** BEGIN Stored records **

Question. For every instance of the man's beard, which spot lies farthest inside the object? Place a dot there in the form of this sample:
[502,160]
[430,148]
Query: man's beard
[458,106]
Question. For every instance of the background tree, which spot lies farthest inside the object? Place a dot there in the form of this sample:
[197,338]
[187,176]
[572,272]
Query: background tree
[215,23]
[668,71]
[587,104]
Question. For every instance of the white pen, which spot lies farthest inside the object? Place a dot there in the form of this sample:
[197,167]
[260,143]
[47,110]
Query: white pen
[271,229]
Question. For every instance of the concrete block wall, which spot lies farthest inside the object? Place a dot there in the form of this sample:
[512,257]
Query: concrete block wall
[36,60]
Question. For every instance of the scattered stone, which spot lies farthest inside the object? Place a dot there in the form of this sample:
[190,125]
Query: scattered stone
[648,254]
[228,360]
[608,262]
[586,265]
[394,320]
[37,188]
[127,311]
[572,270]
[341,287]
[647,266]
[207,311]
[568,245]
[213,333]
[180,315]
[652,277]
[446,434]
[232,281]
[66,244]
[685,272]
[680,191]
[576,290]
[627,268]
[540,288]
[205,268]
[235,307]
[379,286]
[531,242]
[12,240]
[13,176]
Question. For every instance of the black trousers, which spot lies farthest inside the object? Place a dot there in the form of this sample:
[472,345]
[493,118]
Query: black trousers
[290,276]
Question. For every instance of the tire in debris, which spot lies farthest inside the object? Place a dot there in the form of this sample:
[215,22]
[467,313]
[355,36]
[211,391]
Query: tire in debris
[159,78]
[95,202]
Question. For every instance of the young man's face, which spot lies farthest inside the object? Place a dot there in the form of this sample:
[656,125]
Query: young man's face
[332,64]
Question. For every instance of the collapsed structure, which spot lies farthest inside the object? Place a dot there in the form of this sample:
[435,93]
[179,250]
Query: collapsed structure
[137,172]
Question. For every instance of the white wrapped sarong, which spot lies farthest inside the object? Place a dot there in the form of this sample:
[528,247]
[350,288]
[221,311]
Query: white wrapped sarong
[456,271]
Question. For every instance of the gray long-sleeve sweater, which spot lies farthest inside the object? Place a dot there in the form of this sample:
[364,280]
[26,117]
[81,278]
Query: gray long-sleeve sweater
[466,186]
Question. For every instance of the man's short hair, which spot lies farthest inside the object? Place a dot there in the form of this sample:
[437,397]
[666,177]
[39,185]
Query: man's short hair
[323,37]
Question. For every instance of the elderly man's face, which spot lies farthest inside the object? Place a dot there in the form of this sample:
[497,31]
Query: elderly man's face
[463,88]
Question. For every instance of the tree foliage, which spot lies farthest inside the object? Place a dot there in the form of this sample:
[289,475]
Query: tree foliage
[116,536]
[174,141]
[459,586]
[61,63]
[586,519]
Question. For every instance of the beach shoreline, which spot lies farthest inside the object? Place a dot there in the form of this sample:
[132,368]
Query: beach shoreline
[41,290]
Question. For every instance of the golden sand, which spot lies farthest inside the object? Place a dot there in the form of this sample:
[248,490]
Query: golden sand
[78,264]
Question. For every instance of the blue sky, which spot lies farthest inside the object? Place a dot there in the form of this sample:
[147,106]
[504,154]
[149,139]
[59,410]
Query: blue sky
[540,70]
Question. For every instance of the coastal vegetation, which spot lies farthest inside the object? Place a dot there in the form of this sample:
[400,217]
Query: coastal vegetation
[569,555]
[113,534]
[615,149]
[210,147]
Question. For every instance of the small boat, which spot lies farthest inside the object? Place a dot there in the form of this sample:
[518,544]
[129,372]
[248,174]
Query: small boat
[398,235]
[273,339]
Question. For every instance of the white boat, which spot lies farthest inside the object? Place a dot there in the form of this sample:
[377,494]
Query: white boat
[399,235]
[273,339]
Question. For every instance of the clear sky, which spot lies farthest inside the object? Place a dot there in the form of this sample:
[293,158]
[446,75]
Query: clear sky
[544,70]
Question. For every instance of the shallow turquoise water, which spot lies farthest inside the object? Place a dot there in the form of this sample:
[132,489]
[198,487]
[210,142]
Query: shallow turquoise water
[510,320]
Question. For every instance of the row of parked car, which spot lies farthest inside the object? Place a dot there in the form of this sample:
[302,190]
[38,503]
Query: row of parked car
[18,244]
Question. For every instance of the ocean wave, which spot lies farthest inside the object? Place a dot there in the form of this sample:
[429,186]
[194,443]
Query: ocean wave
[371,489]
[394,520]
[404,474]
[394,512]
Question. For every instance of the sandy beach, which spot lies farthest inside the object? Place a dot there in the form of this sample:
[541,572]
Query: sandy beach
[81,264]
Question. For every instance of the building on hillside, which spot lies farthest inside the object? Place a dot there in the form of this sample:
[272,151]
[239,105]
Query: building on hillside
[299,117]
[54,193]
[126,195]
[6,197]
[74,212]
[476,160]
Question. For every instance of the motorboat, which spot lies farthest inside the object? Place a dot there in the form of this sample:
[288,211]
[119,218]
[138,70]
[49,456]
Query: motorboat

** END Stored records **

What to do → Copy each record from above exactly, and include every line.

Exercise output →
Question. For every instance of the man's beard, which spot lies farthest inside the object? Place a dot there in the form of this sample:
[502,160]
[430,148]
Query: man's beard
[458,106]
Question. For every instance of the background tree, which spot lies farthest inside the object? Place a dot there in the form of this sample:
[197,338]
[187,176]
[572,272]
Query: background tree
[215,23]
[668,71]
[587,104]
Question. For every instance of the white pen, which spot lies farthest inside the object? Place a dot there in the form of this sample:
[197,167]
[260,143]
[47,110]
Query: white pen
[271,229]
Question. For every instance of the concrete block wall, which spot lies farthest inside the object? Place a dot there in the form of this sample:
[512,257]
Query: concrete block wall
[36,60]
Question. For every instance of the scattered stone, which spot lies farthest inside the object? Place a dot there in the form of this sample:
[190,125]
Query: scattered stone
[648,254]
[228,360]
[608,262]
[586,265]
[394,320]
[37,188]
[127,311]
[572,270]
[341,287]
[647,266]
[207,311]
[568,245]
[213,333]
[180,315]
[652,277]
[446,434]
[232,281]
[66,244]
[685,272]
[680,191]
[576,290]
[627,268]
[540,288]
[205,268]
[235,307]
[379,286]
[531,242]
[12,240]
[13,176]
Question. For every instance of the black trousers, which spot lies farthest inside the object? Place a dot there in the form of this sample:
[472,345]
[493,118]
Query: black trousers
[290,276]
Question. For every instance of the tire in debris, which spot lies farthest inside the object? Place a dot there in the form of this sample:
[215,22]
[467,313]
[355,36]
[211,391]
Query: tire in debris
[159,78]
[95,202]
Question. For every instance of the young man's face, which spot lies farthest inside the object? Place a dot there in the form of this sample:
[656,125]
Query: young man's face
[332,64]
Question. For every instance of the collapsed structure, which spot lies farthest inside the object? Place a dot there in the form of this sample:
[435,93]
[179,250]
Query: collapsed structure
[137,172]
Question. For every instance of the white wrapped sarong, which spot lies farthest inside the object? Place a dot there in the form of this sample:
[528,247]
[350,288]
[221,311]
Query: white wrapped sarong
[456,271]
Question. For every instance of the gray long-sleeve sweater, which spot lies farthest inside the object? Place a dot there in the form of this sample:
[364,280]
[26,117]
[81,278]
Query: gray long-sleeve sweater
[466,186]
Question. For every instance of the man's short hair, which spot lies farthest inside the object? Place a dot there in the form of this sample:
[437,397]
[666,177]
[39,185]
Query: man's short hair
[323,37]
Question. For every instance of the elderly man's face, which spot lies farthest inside the object? Place a dot there in the form of this sample:
[497,31]
Query: elderly man's face
[463,88]
Question. For every instance of the tree foliage, which spot lies farthest inside the object? Place a dot there in the form of this sample:
[289,475]
Query: tree foliage
[116,536]
[174,141]
[459,586]
[61,63]
[586,519]
Question. For every instance of the beach shoreline, which spot lies farthest inside the object? Place a dot there in the form of this sample:
[132,368]
Query: beach shoreline
[41,290]
Question. For every instance of the golden sand, which spot lies farthest inside the object? Place a dot there in the form of this sample:
[248,490]
Query: golden sand
[78,264]
Question. For every instance of the blue sky, which spot lies farthest inside the object? Place a dot there in the form of this sample:
[147,106]
[504,154]
[149,139]
[59,410]
Query: blue sky
[540,70]
Question. For every instance of the coastal vegetation, which spot lies farthest inside the object? Place a dot there in the form of this sample:
[400,217]
Query: coastal vegetation
[569,555]
[113,534]
[615,149]
[210,147]
Question. For every instance of the small boat, which spot lies farthest inside the object? Place a dot there in the form of this sample:
[518,544]
[129,372]
[248,174]
Query: small boat
[398,235]
[273,339]
Question. For every instance of the white boat, which spot lies farthest inside the object? Place a dot there in the form of this sample:
[377,494]
Query: white boat
[399,235]
[273,339]
Question. For every instance of the clear sky, which spot lies farthest inside the object? Place a dot there in the form of this sample:
[293,158]
[446,75]
Query: clear sky
[544,70]
Question. For every instance of the shallow turquoise water, which spot lies farthest inside the object? Place a dot there in the form of this sample:
[132,489]
[198,487]
[210,142]
Query: shallow turquoise water
[510,320]
Question. For every instance of the row of parked car, which spot lies farthest inside the object? Place a dot there in the form of this sample:
[302,190]
[38,503]
Query: row of parked car
[18,244]
Question. For every instance of the ocean wave, which spot lies farthest inside the object? Place a dot there in the form of this sample:
[429,186]
[194,443]
Query: ocean wave
[371,489]
[394,520]
[404,474]
[394,512]
Question. For every instance of the sandy beach, which spot lies farthest inside the object? Place a dot there in the form of this sample:
[541,572]
Query: sandy beach
[81,264]
Question. For every instance of the building on hillside, which spot lies farthest inside the object? Place a dot there in the form of this sample:
[272,151]
[239,105]
Query: building on hillside
[299,117]
[54,193]
[126,195]
[6,197]
[74,212]
[476,160]
Question. For every instance of the motorboat, which spot lies farthest inside the object? Place a dot there in the form of this sample:
[288,211]
[119,218]
[138,70]
[49,456]
Query: motorboat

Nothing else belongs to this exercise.